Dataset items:
● ● ● ●

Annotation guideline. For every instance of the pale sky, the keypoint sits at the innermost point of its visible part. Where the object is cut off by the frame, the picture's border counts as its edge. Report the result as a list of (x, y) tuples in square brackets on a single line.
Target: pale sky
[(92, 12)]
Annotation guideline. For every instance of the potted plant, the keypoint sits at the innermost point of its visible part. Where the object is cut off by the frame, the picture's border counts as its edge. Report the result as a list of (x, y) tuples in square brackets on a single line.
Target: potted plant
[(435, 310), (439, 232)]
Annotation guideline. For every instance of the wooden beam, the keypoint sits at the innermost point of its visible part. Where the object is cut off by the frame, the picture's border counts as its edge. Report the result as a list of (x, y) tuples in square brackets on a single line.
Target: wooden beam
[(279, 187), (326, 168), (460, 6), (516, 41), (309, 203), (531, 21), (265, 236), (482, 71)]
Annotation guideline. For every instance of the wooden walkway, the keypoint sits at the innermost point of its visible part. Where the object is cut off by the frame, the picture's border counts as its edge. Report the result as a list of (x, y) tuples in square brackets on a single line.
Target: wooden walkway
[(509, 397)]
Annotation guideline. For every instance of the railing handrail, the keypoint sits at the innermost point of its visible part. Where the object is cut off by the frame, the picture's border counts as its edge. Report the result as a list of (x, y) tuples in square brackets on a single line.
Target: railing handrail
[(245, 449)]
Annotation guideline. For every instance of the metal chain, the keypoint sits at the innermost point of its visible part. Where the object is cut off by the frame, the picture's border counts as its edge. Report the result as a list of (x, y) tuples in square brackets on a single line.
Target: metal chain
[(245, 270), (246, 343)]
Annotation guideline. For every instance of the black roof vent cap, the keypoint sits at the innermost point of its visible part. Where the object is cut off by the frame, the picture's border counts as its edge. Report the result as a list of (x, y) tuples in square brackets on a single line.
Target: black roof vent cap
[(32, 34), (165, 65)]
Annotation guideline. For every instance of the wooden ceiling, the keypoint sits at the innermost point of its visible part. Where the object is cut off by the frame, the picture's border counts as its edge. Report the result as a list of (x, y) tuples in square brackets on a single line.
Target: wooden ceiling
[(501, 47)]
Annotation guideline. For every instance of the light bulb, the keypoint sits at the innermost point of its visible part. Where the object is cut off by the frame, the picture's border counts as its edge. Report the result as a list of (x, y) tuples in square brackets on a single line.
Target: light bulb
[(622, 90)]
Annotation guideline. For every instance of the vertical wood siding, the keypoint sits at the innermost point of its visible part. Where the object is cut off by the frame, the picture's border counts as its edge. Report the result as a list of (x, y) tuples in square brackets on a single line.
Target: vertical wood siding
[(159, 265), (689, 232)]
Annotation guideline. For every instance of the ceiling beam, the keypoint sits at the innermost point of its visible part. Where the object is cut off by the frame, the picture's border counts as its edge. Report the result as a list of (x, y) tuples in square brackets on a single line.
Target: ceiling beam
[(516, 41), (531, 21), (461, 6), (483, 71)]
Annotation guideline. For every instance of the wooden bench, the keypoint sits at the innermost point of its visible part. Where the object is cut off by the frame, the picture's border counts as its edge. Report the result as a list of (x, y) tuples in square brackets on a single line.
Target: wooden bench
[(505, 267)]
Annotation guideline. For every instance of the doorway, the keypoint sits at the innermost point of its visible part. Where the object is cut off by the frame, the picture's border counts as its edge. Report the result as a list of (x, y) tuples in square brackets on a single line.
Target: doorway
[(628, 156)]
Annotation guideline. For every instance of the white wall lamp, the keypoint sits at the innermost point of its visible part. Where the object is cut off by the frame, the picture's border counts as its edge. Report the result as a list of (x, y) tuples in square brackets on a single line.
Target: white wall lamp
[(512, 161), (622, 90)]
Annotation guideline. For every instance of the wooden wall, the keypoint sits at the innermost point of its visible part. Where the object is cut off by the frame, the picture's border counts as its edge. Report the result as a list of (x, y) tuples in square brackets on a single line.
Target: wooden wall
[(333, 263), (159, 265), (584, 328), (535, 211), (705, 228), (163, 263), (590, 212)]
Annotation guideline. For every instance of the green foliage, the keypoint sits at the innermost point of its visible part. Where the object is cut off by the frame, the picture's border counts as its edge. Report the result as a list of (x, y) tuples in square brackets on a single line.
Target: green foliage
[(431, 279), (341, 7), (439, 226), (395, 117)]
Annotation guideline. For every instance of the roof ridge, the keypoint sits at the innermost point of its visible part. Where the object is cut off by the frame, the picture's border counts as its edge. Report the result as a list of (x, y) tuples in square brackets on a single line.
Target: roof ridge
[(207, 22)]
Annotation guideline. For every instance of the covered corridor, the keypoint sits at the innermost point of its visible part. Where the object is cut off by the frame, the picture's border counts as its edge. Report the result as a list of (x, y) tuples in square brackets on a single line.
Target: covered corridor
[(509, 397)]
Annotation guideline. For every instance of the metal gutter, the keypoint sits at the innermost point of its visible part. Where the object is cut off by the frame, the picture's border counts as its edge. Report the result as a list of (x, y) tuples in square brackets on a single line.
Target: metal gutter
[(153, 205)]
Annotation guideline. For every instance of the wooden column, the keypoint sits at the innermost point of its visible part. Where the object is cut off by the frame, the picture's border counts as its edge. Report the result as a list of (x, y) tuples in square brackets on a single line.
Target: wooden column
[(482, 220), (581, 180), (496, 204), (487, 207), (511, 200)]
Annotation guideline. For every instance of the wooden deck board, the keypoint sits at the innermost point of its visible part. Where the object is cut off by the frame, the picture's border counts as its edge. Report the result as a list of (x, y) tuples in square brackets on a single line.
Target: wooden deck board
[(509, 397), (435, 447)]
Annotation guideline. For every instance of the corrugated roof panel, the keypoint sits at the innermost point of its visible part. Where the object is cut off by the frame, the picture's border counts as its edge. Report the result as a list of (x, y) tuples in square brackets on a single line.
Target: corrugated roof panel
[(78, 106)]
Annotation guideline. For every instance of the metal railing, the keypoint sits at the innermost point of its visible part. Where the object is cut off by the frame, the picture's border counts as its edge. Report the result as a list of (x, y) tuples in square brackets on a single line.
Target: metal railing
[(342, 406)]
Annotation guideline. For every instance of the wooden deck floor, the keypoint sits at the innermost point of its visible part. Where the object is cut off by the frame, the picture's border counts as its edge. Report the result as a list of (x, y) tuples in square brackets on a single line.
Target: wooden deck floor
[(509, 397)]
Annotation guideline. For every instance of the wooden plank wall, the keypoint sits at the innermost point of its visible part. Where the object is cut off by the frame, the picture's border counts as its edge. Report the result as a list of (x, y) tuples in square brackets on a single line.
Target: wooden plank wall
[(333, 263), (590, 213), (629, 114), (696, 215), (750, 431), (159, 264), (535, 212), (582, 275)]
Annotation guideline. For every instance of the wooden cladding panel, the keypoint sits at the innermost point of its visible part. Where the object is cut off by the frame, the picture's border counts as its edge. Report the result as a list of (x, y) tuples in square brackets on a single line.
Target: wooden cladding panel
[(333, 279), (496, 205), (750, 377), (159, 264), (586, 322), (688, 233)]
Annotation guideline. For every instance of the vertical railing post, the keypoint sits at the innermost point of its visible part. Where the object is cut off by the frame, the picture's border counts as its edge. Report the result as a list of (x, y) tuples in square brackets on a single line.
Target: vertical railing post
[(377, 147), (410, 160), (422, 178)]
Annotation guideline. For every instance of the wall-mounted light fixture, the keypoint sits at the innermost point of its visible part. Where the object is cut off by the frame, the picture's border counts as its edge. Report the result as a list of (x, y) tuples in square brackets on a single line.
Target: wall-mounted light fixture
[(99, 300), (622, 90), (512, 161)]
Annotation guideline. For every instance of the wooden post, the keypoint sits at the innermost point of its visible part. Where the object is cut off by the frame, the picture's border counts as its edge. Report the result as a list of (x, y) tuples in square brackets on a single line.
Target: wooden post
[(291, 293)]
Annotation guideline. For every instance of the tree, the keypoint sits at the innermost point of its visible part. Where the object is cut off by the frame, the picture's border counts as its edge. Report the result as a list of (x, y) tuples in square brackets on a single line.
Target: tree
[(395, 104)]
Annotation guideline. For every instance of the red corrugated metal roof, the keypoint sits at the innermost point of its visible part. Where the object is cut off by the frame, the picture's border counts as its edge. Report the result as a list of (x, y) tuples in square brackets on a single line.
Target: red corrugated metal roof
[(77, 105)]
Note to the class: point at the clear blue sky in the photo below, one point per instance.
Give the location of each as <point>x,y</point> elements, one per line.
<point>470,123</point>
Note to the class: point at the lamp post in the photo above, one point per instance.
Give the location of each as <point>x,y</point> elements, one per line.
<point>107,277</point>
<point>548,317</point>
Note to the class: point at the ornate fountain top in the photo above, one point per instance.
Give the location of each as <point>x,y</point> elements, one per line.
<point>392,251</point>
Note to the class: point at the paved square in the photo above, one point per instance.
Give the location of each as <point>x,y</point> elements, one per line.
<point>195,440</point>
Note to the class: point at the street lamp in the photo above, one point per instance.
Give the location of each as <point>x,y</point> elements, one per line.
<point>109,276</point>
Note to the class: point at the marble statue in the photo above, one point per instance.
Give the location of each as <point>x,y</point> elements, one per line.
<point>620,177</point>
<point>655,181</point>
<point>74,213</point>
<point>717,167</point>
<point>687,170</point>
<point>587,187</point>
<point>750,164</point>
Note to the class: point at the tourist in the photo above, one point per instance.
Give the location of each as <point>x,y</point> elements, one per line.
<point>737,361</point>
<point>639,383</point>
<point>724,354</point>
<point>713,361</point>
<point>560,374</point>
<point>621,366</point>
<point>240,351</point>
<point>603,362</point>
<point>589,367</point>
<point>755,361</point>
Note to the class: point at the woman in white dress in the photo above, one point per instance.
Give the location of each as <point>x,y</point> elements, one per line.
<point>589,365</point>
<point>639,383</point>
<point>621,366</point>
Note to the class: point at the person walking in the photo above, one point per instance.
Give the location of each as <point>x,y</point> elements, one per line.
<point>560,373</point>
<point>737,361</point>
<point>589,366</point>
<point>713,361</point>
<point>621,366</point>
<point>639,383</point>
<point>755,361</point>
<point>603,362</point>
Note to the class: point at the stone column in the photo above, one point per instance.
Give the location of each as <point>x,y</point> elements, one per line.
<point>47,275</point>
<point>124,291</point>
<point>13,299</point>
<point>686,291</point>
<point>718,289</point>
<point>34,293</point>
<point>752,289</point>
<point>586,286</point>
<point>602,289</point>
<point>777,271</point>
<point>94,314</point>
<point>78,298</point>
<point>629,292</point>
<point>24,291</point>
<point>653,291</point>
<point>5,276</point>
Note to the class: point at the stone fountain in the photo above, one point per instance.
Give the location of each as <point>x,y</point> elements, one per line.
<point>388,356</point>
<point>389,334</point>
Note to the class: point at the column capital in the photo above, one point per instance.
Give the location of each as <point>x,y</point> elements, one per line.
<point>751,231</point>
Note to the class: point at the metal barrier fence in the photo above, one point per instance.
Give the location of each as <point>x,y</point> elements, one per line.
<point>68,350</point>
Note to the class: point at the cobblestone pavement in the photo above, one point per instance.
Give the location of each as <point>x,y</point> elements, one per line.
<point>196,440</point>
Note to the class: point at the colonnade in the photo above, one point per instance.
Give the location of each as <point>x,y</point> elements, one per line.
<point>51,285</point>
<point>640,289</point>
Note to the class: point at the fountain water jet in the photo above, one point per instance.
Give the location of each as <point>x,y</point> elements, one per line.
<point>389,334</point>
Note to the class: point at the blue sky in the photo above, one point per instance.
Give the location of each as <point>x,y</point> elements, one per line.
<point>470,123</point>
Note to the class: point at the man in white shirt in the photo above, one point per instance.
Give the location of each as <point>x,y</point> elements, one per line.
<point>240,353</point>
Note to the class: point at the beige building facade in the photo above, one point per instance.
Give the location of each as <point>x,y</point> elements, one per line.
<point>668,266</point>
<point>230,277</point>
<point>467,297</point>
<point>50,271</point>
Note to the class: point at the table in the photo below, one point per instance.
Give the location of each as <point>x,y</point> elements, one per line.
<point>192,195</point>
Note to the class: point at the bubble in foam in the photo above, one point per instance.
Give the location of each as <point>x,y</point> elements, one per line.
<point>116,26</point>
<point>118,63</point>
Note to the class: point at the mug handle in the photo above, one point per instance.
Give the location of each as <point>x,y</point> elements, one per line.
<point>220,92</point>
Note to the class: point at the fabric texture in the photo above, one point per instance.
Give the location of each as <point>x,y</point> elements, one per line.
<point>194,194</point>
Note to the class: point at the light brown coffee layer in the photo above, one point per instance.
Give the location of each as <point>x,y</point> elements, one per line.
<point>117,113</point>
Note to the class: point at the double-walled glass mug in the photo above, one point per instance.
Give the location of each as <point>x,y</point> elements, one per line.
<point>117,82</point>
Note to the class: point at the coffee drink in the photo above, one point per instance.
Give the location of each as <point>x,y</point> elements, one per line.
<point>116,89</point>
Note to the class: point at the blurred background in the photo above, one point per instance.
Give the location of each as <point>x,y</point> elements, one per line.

● ● ● ●

The task: From the entries above, return exactly the line containing "Note to the class: point at the stone fountain", the line containing "Note to the class: point at the column", and all lines between, and nothing else.

Task response:
Note to the class: point at the stone fountain in the photo above, one point per instance.
Give the location of each as <point>x,y</point> elements, one per line.
<point>388,356</point>
<point>389,334</point>
Note to the class: point at the column capital in the photo above, one point per instance.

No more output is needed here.